▸ TASK INSTRUCTIONS:
a – In the article about the temple elephant Neelakantan, which sanctuary does People for Animals want the elephant moved to?
b – Name every person the article about the temple elephant Neelakantan identifies by name.

▸ TEXT EXCERPT:
════════════════

The plight of the twenty year old male elephant was brought to light by People for Animals.

Tortured neglected and starved Kerala HC to decide fate of temple elephant NeelakantanImage Courtesy: People for Animals.
news Animal's Health Monday, December 17, 2018 - 21:09

Large wounds on the back of the hind legs and almost no food in the trough in front. The sight of an elephant struggling to stand with the wounds on his leg, shifting his body weight from one leg onto the other, was captured by a member of the People's for Animals two weeks ago.

Pictures and videos of 20-year-old Neelakandan facing abject neglect at the Sree Dharma Sastha temple, at Sasthamkotta in Kollam made the Kerala High Court take a suo moto case. It was inside the premises of the temple administered by the Travancore Devaswom Board, that the PFA member captured visuals of the elephant in distress.

"The PFA member had gone there to feed an injured dog, and saw the elephant lifting his leg in pain, pleading for help. But since the visit was during night time, he could not understand the exact situation. Next morning he shot videos, from which we understood the real plight of the elephant," PFA member Sreedevi S Kartha told TNM.

Later  PFA activists met Minister of Forests and Wildlife Protection K Raju to bring his attention to the issue. The Minister directed Chief Wild Life Warden PK Kesavan to take action. CWW in turn directed the Forest Range Officer Kollam to take action.

"All the injuries on Neelakantan were caused by torture by mahouts, they seem to have hit him with knives and sticks. His front left leg is also damaged, which makes his movements painful. If the wounds had been treated on time, he could have been cured," Sreedevi says.

Neelakantan's hind legs were tied because he was in musth, but he wasn't freed even after the musth period was over. (Musth is a frenzied state of male elephants once a year, during its mating season).

Activists fear that with two wounded legs tied up and one damaged, he is forced to balance his body weight on one leg most of the time. The deliberate starving they allege has lead to weight loss.

The case will come up for hearing in the High Court on Tuesday. PFA says that the Forest Department is the natural custodian of elephants, since it's a wild animal and in this case the elephant should be handed over to the Forest Department since the Devaswom Board has neglected the animal.

The PFA has demanded that the elephant be shifted to Kottur elephant sanctuary and provided with immediate treatment. They also want doctors from the speciality hospital in Delhi to diagnose  Neelakandan's condition.

Thee PFA says that in 2015, a panel of five doctors- both from Devaswom Board and Forest Department had examined the elephant, and concluded that treating his wounds was going to be difficult. Though all male elephants are tied during musth, their injuries are treated afterwards. However in Neelakantan's case, he has allegedly been ignored for years, making his condition deteriorate.

"If the elephant is shifted to Kottur, it would be a good change for it. It will also have to be checked if it will be practical to shift the elephant to the hospital in Delhi. The Wild Life Warden has asked a committee of Forest veterinarians to look into the issue. Let us see what the court's order will say on Tuesday. Our next action will be based on that," says Latha Indira of PFA Thiruvanathapuram.

════════════════

▸ ENTRIES SHOWN:
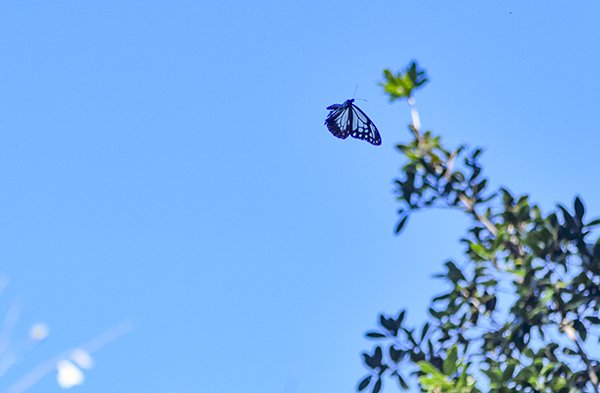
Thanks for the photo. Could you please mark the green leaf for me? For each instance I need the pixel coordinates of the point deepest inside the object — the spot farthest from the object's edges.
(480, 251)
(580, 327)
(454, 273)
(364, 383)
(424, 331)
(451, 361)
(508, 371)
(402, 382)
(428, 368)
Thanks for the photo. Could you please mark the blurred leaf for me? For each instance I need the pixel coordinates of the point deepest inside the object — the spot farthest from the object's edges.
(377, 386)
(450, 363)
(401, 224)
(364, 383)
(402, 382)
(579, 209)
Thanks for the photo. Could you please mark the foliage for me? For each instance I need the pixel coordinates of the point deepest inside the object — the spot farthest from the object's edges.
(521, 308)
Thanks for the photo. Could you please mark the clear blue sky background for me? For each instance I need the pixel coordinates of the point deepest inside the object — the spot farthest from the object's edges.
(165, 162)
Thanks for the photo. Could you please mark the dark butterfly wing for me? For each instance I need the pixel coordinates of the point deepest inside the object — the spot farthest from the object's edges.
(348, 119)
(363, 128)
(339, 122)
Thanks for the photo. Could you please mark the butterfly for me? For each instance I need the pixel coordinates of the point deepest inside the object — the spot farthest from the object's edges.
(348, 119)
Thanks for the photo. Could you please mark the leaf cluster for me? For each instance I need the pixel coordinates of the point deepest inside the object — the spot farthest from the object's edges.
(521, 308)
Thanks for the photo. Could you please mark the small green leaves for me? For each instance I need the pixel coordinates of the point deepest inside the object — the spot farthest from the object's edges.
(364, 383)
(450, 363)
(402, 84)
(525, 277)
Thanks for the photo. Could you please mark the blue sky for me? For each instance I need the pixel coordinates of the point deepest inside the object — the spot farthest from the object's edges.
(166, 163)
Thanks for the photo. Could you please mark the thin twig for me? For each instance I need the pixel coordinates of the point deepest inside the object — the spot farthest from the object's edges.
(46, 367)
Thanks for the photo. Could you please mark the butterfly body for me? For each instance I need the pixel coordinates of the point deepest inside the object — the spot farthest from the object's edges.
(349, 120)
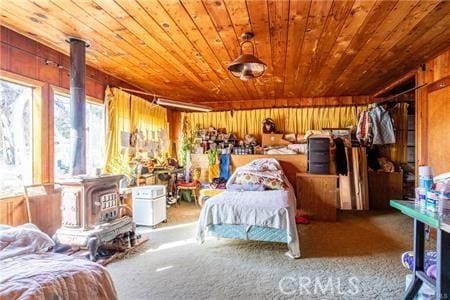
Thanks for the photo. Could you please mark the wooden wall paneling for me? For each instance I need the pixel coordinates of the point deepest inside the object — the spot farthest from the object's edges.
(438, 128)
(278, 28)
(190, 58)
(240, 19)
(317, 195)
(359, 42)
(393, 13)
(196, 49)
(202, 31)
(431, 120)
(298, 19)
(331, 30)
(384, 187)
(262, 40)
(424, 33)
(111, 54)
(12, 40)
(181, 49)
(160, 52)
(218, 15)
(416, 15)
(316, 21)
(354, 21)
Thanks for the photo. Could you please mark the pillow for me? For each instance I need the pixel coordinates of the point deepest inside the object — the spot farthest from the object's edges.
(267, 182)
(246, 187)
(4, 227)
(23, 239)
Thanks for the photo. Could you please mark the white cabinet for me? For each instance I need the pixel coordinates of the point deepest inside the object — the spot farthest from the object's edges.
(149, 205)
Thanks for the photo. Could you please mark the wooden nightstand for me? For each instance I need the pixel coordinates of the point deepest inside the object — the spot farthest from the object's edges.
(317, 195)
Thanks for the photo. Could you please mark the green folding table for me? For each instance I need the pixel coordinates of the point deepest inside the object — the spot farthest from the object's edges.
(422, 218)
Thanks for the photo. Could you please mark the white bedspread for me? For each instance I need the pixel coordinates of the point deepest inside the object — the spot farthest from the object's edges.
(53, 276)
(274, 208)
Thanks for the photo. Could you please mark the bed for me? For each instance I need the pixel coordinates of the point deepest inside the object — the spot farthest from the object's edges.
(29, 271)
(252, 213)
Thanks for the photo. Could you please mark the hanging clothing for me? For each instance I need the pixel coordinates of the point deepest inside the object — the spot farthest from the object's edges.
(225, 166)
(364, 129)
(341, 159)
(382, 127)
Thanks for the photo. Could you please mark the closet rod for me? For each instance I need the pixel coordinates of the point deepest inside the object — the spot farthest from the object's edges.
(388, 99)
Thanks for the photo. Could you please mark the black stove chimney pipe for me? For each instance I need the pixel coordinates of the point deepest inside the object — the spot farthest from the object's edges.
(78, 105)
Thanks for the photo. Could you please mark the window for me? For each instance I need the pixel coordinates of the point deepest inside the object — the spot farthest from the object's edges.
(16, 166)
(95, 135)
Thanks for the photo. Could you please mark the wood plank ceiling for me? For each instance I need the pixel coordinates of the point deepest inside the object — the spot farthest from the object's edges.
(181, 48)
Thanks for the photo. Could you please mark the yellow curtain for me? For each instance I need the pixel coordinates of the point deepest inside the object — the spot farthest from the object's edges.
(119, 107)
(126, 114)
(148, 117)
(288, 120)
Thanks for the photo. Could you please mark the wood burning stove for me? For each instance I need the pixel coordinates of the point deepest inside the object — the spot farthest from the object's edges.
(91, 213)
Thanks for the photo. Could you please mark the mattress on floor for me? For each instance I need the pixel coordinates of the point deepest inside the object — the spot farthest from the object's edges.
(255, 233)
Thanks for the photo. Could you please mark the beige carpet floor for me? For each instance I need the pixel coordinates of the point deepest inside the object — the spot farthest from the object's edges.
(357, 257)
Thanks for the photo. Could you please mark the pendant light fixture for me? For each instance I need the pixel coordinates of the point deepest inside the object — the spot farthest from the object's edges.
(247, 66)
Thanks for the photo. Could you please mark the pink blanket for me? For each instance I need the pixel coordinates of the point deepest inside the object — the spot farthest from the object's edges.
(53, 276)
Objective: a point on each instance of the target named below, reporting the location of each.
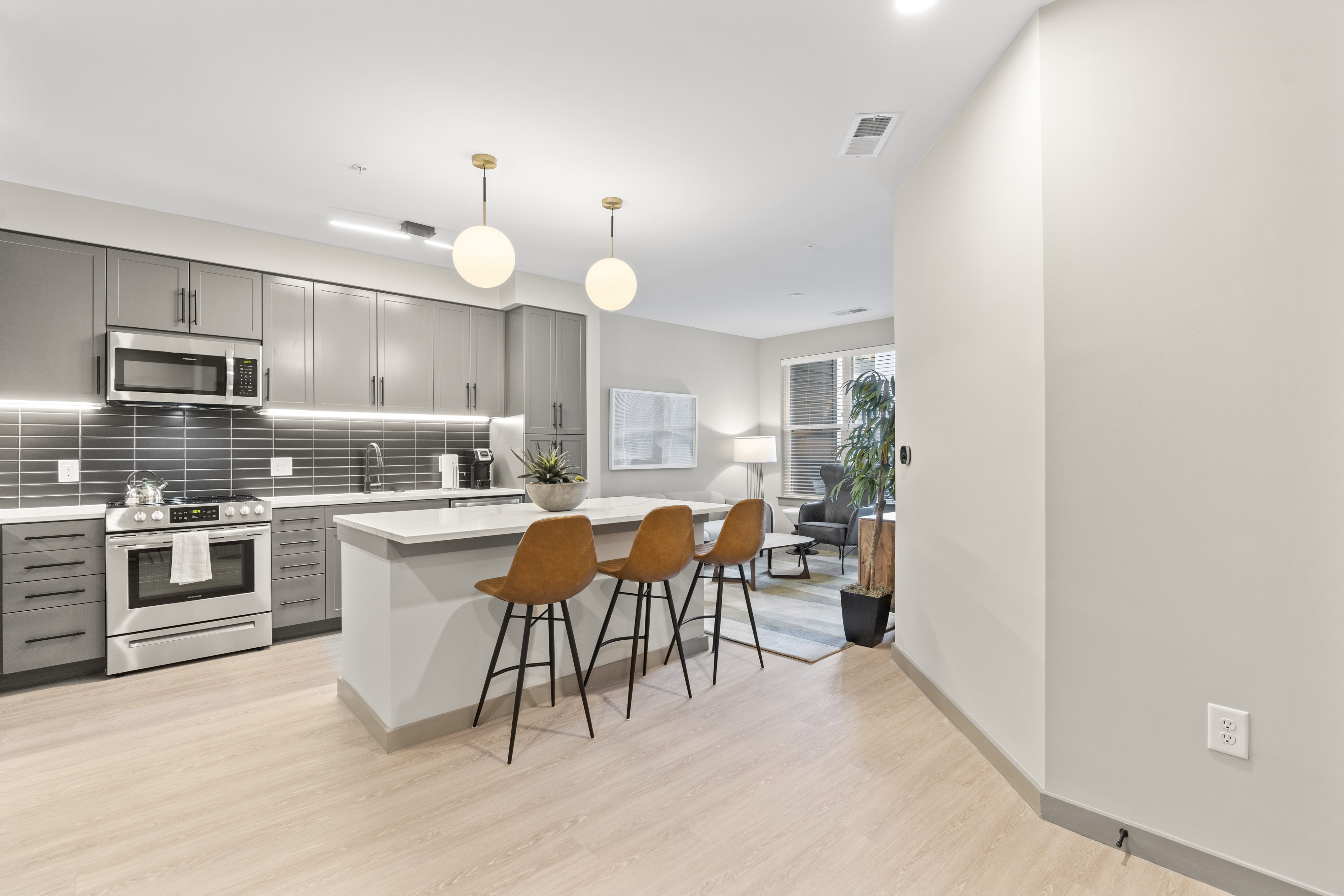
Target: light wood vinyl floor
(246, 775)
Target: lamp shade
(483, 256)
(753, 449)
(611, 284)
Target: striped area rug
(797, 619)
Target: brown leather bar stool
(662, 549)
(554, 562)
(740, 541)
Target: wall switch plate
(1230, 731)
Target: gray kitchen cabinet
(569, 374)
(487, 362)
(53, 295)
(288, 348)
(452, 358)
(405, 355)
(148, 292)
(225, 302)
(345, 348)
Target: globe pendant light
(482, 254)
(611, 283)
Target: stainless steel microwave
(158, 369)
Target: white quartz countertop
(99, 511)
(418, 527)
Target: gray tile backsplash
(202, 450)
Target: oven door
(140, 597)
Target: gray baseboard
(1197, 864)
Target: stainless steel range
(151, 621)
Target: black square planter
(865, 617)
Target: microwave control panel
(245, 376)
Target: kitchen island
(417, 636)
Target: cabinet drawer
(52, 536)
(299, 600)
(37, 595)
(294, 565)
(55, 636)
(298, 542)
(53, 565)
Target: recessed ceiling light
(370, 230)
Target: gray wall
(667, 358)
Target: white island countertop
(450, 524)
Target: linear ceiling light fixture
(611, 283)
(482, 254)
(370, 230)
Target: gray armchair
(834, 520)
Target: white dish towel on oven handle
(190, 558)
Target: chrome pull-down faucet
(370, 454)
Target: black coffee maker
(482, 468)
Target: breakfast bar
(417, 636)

════════════════

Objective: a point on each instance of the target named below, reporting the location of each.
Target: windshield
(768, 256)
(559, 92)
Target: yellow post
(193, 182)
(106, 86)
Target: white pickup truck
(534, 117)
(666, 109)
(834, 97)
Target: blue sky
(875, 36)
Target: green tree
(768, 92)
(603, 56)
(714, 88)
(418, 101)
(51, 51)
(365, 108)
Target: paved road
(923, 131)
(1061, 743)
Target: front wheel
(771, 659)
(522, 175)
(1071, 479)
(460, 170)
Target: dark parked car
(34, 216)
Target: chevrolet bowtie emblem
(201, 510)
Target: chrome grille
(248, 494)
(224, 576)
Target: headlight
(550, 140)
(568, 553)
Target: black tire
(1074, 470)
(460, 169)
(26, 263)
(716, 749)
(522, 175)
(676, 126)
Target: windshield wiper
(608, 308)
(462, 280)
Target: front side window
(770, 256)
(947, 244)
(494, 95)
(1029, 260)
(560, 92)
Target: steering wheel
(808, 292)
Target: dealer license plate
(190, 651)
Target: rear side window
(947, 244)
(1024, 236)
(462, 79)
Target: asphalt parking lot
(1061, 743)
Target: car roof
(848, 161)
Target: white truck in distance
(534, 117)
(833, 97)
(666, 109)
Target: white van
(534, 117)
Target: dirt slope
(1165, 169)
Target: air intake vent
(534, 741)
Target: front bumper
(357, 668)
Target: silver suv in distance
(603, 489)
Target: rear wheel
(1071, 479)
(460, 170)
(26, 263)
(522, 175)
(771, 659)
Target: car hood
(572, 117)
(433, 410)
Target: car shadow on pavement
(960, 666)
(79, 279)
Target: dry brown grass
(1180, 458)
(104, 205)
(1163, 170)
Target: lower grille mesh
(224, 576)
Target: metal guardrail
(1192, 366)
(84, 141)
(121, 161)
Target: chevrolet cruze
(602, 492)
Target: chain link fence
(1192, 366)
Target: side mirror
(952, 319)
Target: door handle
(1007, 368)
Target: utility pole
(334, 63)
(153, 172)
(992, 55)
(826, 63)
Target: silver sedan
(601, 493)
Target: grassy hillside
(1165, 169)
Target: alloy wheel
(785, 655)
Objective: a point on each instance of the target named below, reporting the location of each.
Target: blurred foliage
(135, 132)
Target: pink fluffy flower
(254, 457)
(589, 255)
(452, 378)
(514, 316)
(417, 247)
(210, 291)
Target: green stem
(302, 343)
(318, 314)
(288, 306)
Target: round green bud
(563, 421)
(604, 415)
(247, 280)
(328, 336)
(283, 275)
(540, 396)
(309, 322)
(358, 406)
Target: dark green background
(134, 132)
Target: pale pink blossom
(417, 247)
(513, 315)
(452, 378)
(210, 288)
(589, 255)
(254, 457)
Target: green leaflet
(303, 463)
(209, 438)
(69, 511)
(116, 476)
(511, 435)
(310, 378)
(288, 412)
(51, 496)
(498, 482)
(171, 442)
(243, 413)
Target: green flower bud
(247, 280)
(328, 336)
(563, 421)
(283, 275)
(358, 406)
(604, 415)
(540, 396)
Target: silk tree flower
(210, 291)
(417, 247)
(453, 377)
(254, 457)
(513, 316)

════════════════

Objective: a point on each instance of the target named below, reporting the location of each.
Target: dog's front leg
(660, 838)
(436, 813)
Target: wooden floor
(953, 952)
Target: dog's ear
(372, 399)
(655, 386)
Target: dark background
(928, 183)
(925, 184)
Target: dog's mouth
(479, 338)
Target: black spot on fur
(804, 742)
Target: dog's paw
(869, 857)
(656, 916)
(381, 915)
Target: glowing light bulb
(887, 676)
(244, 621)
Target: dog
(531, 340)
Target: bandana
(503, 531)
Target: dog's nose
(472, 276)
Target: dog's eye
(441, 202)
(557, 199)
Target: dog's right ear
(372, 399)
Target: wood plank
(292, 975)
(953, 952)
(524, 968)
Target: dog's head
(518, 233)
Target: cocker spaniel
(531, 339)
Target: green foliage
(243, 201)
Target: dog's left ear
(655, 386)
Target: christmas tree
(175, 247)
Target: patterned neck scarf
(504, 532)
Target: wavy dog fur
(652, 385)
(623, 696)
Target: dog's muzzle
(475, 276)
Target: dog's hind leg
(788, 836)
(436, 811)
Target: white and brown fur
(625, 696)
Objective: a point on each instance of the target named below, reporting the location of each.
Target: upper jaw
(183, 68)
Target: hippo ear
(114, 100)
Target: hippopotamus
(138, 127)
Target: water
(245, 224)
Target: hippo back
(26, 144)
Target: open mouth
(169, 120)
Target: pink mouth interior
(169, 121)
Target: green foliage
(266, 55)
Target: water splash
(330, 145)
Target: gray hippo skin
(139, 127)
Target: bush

════════════════

▸ ANSWER SET:
a – Kottur elephant sanctuary

b – Sreedevi S Kartha, K Raju, PK Kesavan, Latha Indira